#### [DIRECTIONS FOR THIS TASK]
Return the following lines word for word, leaving out the pictures.

#### [EXERCISE DATA]
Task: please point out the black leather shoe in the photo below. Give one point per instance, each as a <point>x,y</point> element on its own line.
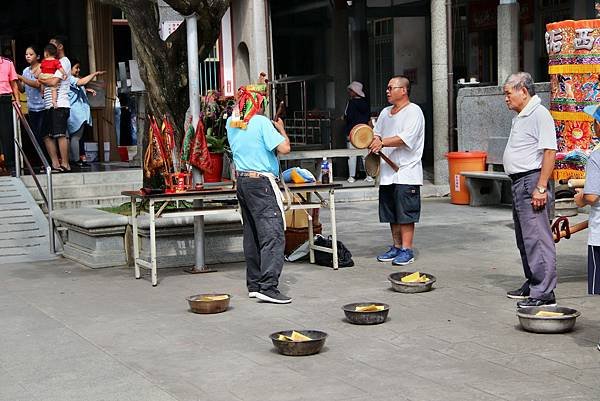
<point>530,302</point>
<point>521,293</point>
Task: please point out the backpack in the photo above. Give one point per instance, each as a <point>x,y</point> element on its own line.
<point>326,259</point>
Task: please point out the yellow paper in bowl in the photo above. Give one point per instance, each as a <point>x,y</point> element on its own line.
<point>415,277</point>
<point>411,278</point>
<point>369,308</point>
<point>214,297</point>
<point>544,313</point>
<point>299,337</point>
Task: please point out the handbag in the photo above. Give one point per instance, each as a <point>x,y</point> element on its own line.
<point>326,259</point>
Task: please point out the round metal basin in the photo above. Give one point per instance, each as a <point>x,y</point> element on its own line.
<point>375,317</point>
<point>299,348</point>
<point>551,324</point>
<point>199,303</point>
<point>410,288</point>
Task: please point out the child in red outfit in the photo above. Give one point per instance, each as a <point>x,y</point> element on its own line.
<point>48,68</point>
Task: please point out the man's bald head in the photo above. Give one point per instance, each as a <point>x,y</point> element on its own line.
<point>401,80</point>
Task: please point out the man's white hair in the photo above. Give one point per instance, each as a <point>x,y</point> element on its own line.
<point>521,80</point>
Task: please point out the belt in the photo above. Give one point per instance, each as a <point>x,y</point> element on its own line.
<point>252,174</point>
<point>517,176</point>
<point>248,174</point>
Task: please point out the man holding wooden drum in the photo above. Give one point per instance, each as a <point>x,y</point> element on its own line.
<point>400,135</point>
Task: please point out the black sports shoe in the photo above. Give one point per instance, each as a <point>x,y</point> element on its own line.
<point>274,296</point>
<point>82,164</point>
<point>529,302</point>
<point>521,293</point>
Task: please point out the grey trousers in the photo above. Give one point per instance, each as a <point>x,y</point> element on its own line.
<point>264,239</point>
<point>534,238</point>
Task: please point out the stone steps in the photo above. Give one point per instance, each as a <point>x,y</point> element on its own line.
<point>23,226</point>
<point>87,189</point>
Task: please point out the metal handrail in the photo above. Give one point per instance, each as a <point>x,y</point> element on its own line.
<point>48,199</point>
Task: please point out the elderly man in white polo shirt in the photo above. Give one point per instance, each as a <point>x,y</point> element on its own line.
<point>400,135</point>
<point>529,160</point>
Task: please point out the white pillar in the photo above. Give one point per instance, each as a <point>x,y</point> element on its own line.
<point>259,60</point>
<point>191,25</point>
<point>439,82</point>
<point>508,39</point>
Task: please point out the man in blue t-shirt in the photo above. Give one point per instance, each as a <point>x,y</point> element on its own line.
<point>254,141</point>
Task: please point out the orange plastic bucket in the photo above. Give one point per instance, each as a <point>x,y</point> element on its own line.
<point>463,161</point>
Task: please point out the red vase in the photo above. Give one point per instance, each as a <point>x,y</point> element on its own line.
<point>216,169</point>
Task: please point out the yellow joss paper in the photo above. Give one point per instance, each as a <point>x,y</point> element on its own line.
<point>299,337</point>
<point>415,277</point>
<point>411,278</point>
<point>214,297</point>
<point>369,308</point>
<point>544,313</point>
<point>296,337</point>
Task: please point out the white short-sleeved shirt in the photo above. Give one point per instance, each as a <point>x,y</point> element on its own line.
<point>592,187</point>
<point>63,87</point>
<point>409,125</point>
<point>532,131</point>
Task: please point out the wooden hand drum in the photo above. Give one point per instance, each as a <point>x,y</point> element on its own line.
<point>372,164</point>
<point>361,137</point>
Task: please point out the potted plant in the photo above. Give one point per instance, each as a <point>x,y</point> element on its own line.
<point>215,111</point>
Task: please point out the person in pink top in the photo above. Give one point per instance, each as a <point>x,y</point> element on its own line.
<point>8,90</point>
<point>48,68</point>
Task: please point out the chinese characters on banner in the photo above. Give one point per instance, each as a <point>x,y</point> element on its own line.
<point>574,67</point>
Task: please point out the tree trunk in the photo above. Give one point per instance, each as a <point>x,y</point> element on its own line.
<point>163,64</point>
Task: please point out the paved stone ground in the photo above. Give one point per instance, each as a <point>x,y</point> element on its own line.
<point>71,333</point>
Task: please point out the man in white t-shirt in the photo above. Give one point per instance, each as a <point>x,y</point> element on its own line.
<point>529,161</point>
<point>400,135</point>
<point>55,119</point>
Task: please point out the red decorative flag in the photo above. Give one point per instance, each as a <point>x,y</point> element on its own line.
<point>199,157</point>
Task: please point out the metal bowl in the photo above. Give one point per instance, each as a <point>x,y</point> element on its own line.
<point>410,288</point>
<point>200,305</point>
<point>552,324</point>
<point>375,317</point>
<point>299,348</point>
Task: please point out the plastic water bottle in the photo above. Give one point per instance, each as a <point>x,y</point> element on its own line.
<point>324,171</point>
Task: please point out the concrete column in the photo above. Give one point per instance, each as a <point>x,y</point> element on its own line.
<point>508,39</point>
<point>259,60</point>
<point>439,83</point>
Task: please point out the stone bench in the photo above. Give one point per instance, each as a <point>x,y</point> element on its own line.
<point>486,187</point>
<point>94,238</point>
<point>175,245</point>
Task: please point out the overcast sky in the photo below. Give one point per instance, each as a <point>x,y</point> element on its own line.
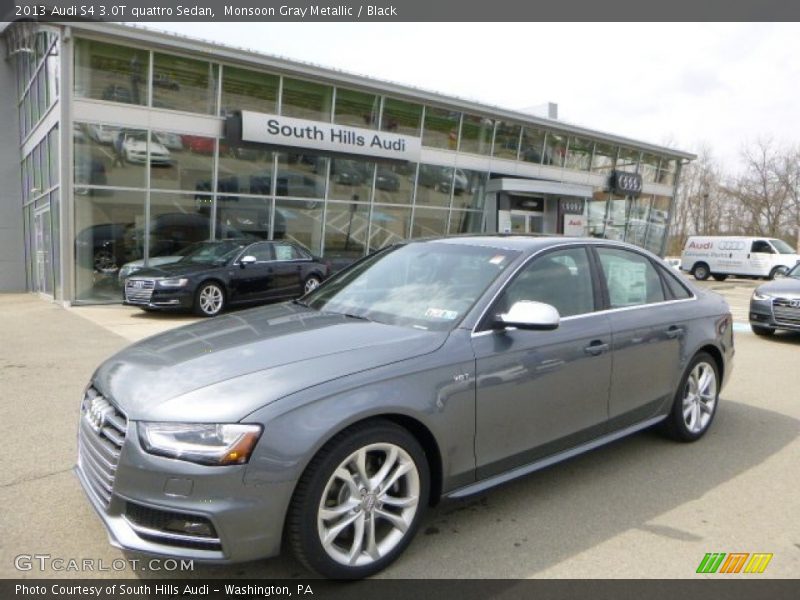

#### [ANSWER BELOW]
Task: please point out the black leather shoe in the photo below. Give one point per instance, each as a <point>x,y</point> element on its own line.
<point>530,302</point>
<point>521,293</point>
Task: please point out the backpack in the photo above. Give one point per instance, each as a <point>x,y</point> element on its own line.
<point>326,259</point>
Task: please point out the yellow paper in bowl in the photo above. Give one point per instance, each as a <point>x,y</point> element on its own line.
<point>415,277</point>
<point>411,278</point>
<point>369,308</point>
<point>214,297</point>
<point>544,313</point>
<point>299,337</point>
Task: please point out the handbag in the photo above. Give one point per instance, each as a <point>x,y</point> element on its own line.
<point>326,259</point>
Task: please point out the round metal basin in the photo above. Give one point per instance, each as a <point>x,y</point> element on its own line.
<point>375,317</point>
<point>299,348</point>
<point>551,324</point>
<point>199,303</point>
<point>410,288</point>
Task: please point out the child in red outfit in the photo above. Give one point per instance, each as a <point>x,y</point> element on its own line.
<point>48,68</point>
Task: please point out the man's bald head in the photo above. Give one point per instance, each as a <point>x,y</point> element on its own line.
<point>401,80</point>
Task: please point out the man's white hair in the photo above. Give one point per instance, each as a <point>x,y</point> element on its own line.
<point>521,80</point>
Task: please point out the belt in the photo above. Give one point per instance, each as a <point>x,y</point> element on its own line.
<point>252,174</point>
<point>517,176</point>
<point>248,174</point>
Task: please point out the man holding wooden drum in the photo above. Give one point per instance, each as a <point>x,y</point> element on its own line.
<point>400,135</point>
Task: please point out the black sports shoe in the photo above. Give one point per instance, each as a <point>x,y</point> element on its own line.
<point>274,296</point>
<point>82,164</point>
<point>529,302</point>
<point>521,293</point>
Task: please point out the grey trousers in the photo above. Give one point per instance, each as a <point>x,y</point> element on its own line.
<point>264,239</point>
<point>534,238</point>
Task: please point out the stone steps in the photo above. Give one point per instance, each as a <point>x,y</point> element on its own line.
<point>23,226</point>
<point>87,189</point>
Task: please point out the metal handrail in the photo above. Give one point per instance, each as a <point>x,y</point> element on its own line.
<point>48,199</point>
Task: please point out the elderly man in white polo shirt in the photo above. Give one point per instance, each as a <point>x,y</point> element on its own line.
<point>400,135</point>
<point>529,160</point>
Task: please point out the white pillar in the photo above. Give one point per instance, each as a <point>x,y</point> element on its own line.
<point>259,60</point>
<point>191,25</point>
<point>439,82</point>
<point>508,39</point>
Task: please point out the man in blue t-shirt in the photo above. Give one point per instance, each as a <point>x,y</point> element on its own line.
<point>254,141</point>
Task: please point out the orange plastic bucket in the photo above. Give one point per instance, each as a <point>x,y</point> element on its own line.
<point>463,161</point>
Task: please point out the red vase in the photo above. Give one point per instance, each as a <point>x,y</point> element on its own line.
<point>216,169</point>
Task: please point out the yellow joss paper in the photo above. Give one point per instance, each as a <point>x,y</point> element on its own line.
<point>299,337</point>
<point>415,277</point>
<point>411,278</point>
<point>214,297</point>
<point>369,308</point>
<point>544,313</point>
<point>296,337</point>
Task: please point out the white short-sleeved shirt in the photo above. Give one point per instance, each as a <point>x,y</point> element on its own line.
<point>592,187</point>
<point>63,87</point>
<point>409,125</point>
<point>532,131</point>
Task: please point out the wooden hand drum in the photo above. Give one point per instance, each as a <point>x,y</point> element on its own line.
<point>372,164</point>
<point>361,137</point>
Task: please point out the potted plant in the photo above. Give one point per instance, each as a <point>x,y</point> element on its own line.
<point>215,111</point>
Task: please point out the person in pink top in the photo above. Give one point per instance, each as a <point>x,y</point> element on its own line.
<point>8,90</point>
<point>48,68</point>
Task: please point out the chinese characters on banner in the photo above. Give one point per instance, each as a <point>x,y</point> element on its own line.
<point>574,67</point>
Task: please point out the tree trunk in the photo above. Give one point per instance, each as a <point>x,y</point> element on its own line.
<point>163,64</point>
Task: please point out the paved stone ground in the photo above. Give one point per instance, each as a <point>x,y</point> element on its own line.
<point>71,333</point>
Task: please point out the man in white t-shirt in the photo above. Give one point per instance, each as a <point>x,y</point> element on its own line.
<point>529,161</point>
<point>400,135</point>
<point>55,119</point>
Task: please point out the red decorative flag in the photo above. Give one point per instance, each as a <point>x,y</point> element on its own line.
<point>199,157</point>
Task: please point out the metal bowl in the photo above. Give one point per instance, each as a <point>x,y</point> element on its own line.
<point>410,288</point>
<point>200,305</point>
<point>552,324</point>
<point>375,317</point>
<point>299,348</point>
Task: please point out the plastic water bottle in the photo above. Give one point per instance, each as a <point>x,y</point> element on its own line.
<point>324,171</point>
Task: please point out the concrete column in the photo above. Give one point per instance, each as a <point>x,y</point> element on its own line.
<point>508,39</point>
<point>259,60</point>
<point>439,83</point>
Task: please point out the stone bench in the photo above. Give one point per instance, each as a <point>x,y</point> element on its own line.
<point>486,187</point>
<point>94,238</point>
<point>175,245</point>
Task: please point out the overcast sky in the photo below. Give one point per instance, each as a <point>x,y</point> element on its own line.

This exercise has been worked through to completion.